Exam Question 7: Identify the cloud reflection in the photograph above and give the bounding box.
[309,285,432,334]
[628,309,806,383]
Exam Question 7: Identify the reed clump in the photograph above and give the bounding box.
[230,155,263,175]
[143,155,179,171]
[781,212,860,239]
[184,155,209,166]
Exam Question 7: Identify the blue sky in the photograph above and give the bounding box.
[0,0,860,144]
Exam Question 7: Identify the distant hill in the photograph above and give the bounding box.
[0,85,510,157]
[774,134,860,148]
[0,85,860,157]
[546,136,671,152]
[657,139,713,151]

==

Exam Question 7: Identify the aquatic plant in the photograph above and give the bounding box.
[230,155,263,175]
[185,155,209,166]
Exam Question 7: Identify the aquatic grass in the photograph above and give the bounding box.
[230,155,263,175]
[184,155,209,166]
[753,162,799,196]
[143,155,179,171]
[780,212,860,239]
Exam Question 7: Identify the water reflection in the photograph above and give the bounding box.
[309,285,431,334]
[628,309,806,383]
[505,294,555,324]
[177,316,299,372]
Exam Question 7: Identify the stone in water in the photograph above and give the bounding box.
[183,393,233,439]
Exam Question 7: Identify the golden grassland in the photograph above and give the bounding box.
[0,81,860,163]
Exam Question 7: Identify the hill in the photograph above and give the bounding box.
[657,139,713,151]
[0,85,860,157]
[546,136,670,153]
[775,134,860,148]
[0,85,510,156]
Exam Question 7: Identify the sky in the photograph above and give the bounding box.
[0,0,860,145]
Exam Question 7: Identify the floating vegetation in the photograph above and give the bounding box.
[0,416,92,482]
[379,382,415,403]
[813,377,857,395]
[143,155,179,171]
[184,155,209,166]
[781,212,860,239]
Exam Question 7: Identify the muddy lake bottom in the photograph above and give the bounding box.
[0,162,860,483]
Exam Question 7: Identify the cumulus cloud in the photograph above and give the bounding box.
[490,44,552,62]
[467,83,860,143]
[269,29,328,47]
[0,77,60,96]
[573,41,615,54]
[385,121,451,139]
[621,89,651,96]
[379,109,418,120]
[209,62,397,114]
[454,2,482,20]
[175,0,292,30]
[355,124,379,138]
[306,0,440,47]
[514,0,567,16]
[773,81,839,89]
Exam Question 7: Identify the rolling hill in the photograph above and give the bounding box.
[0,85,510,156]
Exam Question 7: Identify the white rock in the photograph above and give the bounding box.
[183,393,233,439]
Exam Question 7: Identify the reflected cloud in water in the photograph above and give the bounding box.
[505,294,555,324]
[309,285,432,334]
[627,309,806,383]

==

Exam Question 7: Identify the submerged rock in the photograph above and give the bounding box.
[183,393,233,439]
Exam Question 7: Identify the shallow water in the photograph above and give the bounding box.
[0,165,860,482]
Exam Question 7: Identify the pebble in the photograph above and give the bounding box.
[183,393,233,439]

• **Task to carry out**
Rewrite the lines starting at the one containing "Exam Question 7: Identify the reed" and ending at the one containing "[0,0,860,144]", replacing "bounding box" with "box coordinates" and leaving everything else unchanged.

• **Output of the exercise**
Exam Question 7: Identify the reed clump in the photograph above and give the box coordinates.
[230,155,263,175]
[143,155,179,171]
[781,212,860,239]
[184,155,209,166]
Exam Question 7: Identify the blue sky in the photograph above and give the box coordinates.
[0,0,860,144]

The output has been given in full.